* _What you are asked to do_:
Extract every line in the records below that contains the word "cluster", copying each such line in full. Treat uppercase and lowercase letters as different.

- - - - - - -

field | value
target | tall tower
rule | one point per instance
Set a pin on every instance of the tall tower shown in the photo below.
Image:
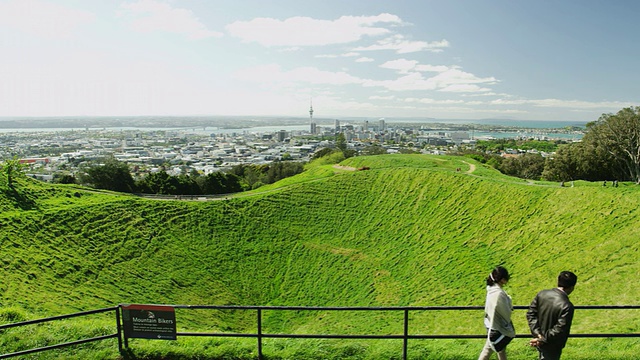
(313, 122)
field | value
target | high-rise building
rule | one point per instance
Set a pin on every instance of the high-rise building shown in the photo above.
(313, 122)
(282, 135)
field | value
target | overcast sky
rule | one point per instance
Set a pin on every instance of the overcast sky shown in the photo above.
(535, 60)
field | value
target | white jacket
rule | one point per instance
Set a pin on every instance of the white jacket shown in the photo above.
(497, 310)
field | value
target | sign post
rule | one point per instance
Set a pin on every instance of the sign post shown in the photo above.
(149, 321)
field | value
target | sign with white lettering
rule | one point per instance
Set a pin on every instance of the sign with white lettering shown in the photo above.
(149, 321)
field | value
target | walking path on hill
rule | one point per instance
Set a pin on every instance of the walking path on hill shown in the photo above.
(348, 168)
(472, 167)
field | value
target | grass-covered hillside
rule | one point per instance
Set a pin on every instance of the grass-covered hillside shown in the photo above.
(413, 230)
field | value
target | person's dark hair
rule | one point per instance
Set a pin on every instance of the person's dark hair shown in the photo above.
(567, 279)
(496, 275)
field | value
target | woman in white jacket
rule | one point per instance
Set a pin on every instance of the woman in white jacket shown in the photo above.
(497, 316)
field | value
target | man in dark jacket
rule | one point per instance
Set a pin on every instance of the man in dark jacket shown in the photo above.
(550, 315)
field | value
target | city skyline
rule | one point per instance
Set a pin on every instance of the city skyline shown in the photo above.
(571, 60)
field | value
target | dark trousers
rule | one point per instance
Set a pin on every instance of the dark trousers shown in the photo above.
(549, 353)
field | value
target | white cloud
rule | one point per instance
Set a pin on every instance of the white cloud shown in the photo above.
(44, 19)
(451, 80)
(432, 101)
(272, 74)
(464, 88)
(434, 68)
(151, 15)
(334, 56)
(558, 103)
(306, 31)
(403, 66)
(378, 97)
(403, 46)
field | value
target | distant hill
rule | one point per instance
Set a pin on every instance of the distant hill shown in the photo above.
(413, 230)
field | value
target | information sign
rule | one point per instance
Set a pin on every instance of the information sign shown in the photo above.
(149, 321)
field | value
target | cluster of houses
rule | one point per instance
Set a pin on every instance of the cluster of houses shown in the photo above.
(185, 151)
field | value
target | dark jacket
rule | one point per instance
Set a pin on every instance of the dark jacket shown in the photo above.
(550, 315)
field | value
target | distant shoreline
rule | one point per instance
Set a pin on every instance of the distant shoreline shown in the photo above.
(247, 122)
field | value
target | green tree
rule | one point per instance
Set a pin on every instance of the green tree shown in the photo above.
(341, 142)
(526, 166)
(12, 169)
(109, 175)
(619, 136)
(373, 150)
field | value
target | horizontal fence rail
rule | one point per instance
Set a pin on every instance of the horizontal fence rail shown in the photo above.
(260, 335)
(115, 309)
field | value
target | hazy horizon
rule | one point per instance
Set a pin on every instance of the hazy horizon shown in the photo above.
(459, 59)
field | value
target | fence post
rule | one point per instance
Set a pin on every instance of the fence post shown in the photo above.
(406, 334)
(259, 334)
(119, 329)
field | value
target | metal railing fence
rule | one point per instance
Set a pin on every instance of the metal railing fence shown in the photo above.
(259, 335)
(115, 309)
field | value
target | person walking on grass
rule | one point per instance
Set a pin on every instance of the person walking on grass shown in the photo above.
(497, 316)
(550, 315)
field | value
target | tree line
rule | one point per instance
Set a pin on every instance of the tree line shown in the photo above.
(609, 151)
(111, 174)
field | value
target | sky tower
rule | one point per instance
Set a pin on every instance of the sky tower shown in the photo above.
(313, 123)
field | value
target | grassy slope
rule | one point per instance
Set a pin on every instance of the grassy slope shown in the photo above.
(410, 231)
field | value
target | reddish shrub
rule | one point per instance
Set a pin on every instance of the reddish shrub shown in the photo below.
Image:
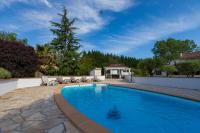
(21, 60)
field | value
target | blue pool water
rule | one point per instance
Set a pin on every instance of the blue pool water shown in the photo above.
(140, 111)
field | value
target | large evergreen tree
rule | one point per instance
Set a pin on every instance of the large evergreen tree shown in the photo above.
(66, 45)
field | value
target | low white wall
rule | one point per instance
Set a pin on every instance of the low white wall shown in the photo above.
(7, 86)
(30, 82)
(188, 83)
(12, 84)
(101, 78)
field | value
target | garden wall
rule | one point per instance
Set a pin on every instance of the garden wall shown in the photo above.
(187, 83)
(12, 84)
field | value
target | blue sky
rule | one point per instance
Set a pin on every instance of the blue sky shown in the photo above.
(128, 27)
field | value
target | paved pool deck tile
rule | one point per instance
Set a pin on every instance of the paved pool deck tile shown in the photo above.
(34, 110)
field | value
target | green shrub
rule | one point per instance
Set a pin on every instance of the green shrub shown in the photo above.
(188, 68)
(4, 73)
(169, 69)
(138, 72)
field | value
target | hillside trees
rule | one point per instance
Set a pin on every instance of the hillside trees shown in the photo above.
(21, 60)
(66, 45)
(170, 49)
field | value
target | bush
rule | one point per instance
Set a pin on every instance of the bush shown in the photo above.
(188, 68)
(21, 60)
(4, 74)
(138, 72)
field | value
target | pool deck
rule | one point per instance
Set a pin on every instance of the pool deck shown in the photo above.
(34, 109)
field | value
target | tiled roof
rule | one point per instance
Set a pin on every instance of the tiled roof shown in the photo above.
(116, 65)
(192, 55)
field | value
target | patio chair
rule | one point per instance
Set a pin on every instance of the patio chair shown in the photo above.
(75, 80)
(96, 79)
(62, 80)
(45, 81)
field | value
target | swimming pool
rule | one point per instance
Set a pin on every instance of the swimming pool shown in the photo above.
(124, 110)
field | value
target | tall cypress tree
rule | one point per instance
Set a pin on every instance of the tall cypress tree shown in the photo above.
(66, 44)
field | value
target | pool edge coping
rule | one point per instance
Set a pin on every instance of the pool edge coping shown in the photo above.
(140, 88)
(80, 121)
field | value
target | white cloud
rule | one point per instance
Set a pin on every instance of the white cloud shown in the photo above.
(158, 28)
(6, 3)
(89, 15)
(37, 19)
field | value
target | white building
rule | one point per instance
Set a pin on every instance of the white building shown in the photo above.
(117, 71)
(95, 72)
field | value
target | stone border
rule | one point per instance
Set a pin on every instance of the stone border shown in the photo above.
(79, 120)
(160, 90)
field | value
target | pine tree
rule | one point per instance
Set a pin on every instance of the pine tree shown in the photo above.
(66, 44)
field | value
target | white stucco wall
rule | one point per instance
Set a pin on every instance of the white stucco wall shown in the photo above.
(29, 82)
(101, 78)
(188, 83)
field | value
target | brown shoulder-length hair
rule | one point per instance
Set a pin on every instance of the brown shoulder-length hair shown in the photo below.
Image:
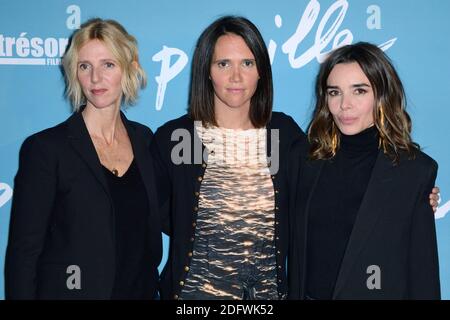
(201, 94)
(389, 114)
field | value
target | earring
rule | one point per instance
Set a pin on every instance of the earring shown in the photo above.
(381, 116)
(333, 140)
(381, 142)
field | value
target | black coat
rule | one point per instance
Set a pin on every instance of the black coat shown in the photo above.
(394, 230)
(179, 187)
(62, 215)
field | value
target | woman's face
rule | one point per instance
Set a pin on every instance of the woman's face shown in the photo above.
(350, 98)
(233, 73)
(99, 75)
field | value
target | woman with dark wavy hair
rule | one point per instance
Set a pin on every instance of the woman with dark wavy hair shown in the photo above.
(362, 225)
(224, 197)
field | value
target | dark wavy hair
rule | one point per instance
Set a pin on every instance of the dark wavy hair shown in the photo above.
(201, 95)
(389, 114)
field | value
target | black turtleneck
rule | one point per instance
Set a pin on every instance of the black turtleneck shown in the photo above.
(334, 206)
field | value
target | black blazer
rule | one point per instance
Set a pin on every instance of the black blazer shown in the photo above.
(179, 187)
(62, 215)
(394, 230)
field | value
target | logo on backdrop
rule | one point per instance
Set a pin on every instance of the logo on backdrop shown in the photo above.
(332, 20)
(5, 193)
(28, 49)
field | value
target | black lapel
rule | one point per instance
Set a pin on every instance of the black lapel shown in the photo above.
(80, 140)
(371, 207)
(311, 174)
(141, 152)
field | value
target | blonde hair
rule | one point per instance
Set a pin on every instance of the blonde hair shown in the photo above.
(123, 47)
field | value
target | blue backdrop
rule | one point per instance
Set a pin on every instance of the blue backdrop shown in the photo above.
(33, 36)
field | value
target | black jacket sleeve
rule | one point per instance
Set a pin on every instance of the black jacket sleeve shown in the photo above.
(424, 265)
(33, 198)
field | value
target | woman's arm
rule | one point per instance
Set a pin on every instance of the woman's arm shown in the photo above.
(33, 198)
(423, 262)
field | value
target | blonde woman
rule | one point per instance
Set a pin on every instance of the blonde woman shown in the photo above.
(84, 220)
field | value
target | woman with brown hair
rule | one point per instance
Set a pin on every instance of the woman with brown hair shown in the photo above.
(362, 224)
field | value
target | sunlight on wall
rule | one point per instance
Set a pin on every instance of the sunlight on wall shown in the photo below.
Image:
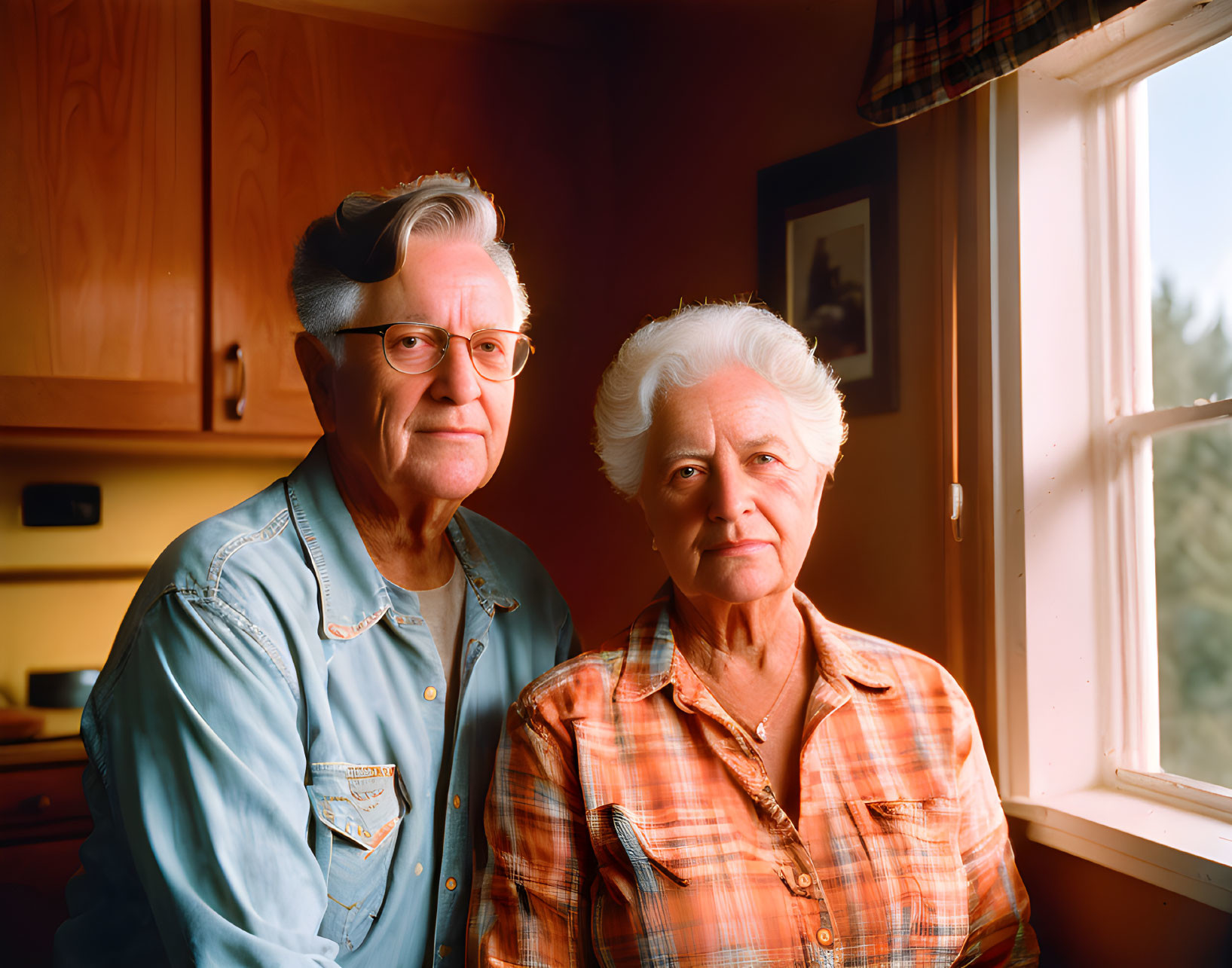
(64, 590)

- - - - - - -

* _Answer for this exercise_:
target | cluster of houses
Set a pin on every instance of the cluster of houses shown in the photo above.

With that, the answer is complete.